Rows from an object pointing dataset >>
********************
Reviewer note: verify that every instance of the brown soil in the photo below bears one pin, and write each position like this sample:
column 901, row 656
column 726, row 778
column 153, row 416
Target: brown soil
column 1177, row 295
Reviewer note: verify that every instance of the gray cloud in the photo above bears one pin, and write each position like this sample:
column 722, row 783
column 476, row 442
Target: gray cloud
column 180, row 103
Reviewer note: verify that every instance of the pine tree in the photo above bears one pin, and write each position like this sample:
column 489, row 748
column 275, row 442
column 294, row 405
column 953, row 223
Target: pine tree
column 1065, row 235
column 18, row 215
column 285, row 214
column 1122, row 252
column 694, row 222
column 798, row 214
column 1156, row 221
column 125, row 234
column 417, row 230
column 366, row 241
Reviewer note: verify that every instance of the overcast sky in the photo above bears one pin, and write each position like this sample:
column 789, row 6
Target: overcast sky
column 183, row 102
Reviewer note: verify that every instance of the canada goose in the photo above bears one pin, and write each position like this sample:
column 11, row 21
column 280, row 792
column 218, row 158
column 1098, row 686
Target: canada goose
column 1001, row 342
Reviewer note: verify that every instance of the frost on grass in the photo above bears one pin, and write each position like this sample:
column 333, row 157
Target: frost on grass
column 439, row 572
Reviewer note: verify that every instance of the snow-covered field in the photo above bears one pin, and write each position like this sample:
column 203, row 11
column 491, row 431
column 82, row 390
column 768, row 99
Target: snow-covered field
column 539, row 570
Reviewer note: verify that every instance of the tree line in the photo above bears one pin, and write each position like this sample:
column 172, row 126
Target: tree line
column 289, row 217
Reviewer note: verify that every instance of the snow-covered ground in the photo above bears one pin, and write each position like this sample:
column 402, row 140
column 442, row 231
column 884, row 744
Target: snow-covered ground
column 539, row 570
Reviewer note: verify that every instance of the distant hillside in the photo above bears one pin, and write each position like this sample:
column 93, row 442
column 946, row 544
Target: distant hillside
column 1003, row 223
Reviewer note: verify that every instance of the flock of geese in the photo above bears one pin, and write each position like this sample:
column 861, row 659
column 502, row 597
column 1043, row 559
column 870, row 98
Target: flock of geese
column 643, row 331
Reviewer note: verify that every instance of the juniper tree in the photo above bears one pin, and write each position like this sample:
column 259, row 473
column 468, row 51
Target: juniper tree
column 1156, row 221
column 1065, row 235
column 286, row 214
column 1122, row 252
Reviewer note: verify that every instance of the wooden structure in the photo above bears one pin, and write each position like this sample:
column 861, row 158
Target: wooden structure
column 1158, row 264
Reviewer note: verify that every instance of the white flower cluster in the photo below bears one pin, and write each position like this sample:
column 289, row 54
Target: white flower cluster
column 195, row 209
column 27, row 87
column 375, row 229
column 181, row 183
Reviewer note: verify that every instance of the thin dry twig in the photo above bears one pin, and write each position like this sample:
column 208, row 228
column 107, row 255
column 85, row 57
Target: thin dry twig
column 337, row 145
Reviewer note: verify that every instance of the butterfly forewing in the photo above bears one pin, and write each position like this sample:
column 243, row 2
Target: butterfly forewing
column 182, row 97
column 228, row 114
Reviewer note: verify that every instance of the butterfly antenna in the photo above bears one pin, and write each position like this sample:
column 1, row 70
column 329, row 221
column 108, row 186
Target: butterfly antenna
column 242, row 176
********************
Short exercise >> Return all of the records above, reproducing every line without any change.

Output for this task >>
Reviewer note: verify that every instance of the brown soil in the photo below bears one pin, and write each position like this sample:
column 901, row 656
column 726, row 778
column 153, row 416
Target: brown soil
column 1177, row 295
Reviewer note: verify that every instance of the gray cloud in the photo above bears one pin, and write each position like this sample:
column 722, row 783
column 476, row 442
Target: gray cloud
column 180, row 103
Reviewer note: verify that every instance of the pine tree in the photo above bears one pin, and write each position like this sample:
column 489, row 748
column 275, row 442
column 294, row 405
column 953, row 223
Target: pine tree
column 1065, row 235
column 18, row 215
column 285, row 214
column 1122, row 252
column 694, row 222
column 798, row 214
column 1156, row 221
column 125, row 234
column 417, row 230
column 366, row 241
Reviewer note: verify that every instance of the overcast sky in the photo above bears one pin, and write each position like this sample:
column 789, row 6
Target: overcast sky
column 183, row 102
Reviewer note: verify that every instance of the canada goose in the photo above bears one pin, and write each position like this sample:
column 11, row 21
column 280, row 792
column 218, row 158
column 1098, row 686
Target: canada goose
column 1001, row 342
Reviewer note: verify that every instance of the frost on grass in the photo above bears one pin, and write each position like this sample:
column 333, row 157
Target: frost on grass
column 439, row 572
Reviewer note: verify that every instance of the snow-covered field in the photo above bears one pin, and write each position like this sample:
column 203, row 11
column 491, row 431
column 82, row 390
column 768, row 99
Target: snow-covered field
column 539, row 570
Reviewer note: verify that every instance of the tree line in the photo above bears one pin, and write each position like this sample:
column 172, row 126
Target: tree line
column 289, row 217
Reviewer note: verify that every instance of the snow-covered ground in the photo above bears one pin, and write each position like this sample:
column 402, row 140
column 442, row 231
column 884, row 744
Target: snow-covered ground
column 539, row 570
Reviewer note: verify that every instance of the distant hillside in the photo above bears one pin, and write each position like this sample:
column 93, row 442
column 946, row 544
Target: distant hillside
column 1003, row 223
Reviewer note: verify that every instance of the flock of geese in the photo above bears one pin, and write each position like this sample:
column 861, row 659
column 502, row 597
column 1043, row 559
column 870, row 98
Target: flock of geese
column 643, row 331
Reviewer note: verify that every instance of the juniper tree in the photo above bears one pin, and write each position like this sample:
column 259, row 473
column 468, row 51
Target: juniper tree
column 1156, row 221
column 1065, row 235
column 286, row 214
column 1122, row 252
Reviewer note: verify that every instance of the wooden structure in the photo above bears one pin, and write each position like this sample:
column 861, row 158
Target: wooden structure
column 1158, row 264
Reviewer note: verify that every instance of the white flower cluster in the photo below bears one pin, and write each position like this sample:
column 289, row 54
Target: white flower cluster
column 195, row 209
column 27, row 87
column 375, row 229
column 181, row 183
Reviewer note: verify that every instance of the thin dry twig in the photo above bears one pin, and write each position like this sample:
column 208, row 228
column 107, row 255
column 85, row 57
Target: thin dry twig
column 337, row 145
Reviewer note: verify that every instance of the butterfly forewing in the photo above bears one pin, and write each position like this sample:
column 243, row 2
Target: butterfly forewing
column 182, row 97
column 228, row 114
Reviewer note: verify that every instance of the butterfly antenna in the photo above bears one pin, and write each position like this sample:
column 1, row 70
column 329, row 221
column 108, row 186
Target: butterfly antenna
column 242, row 176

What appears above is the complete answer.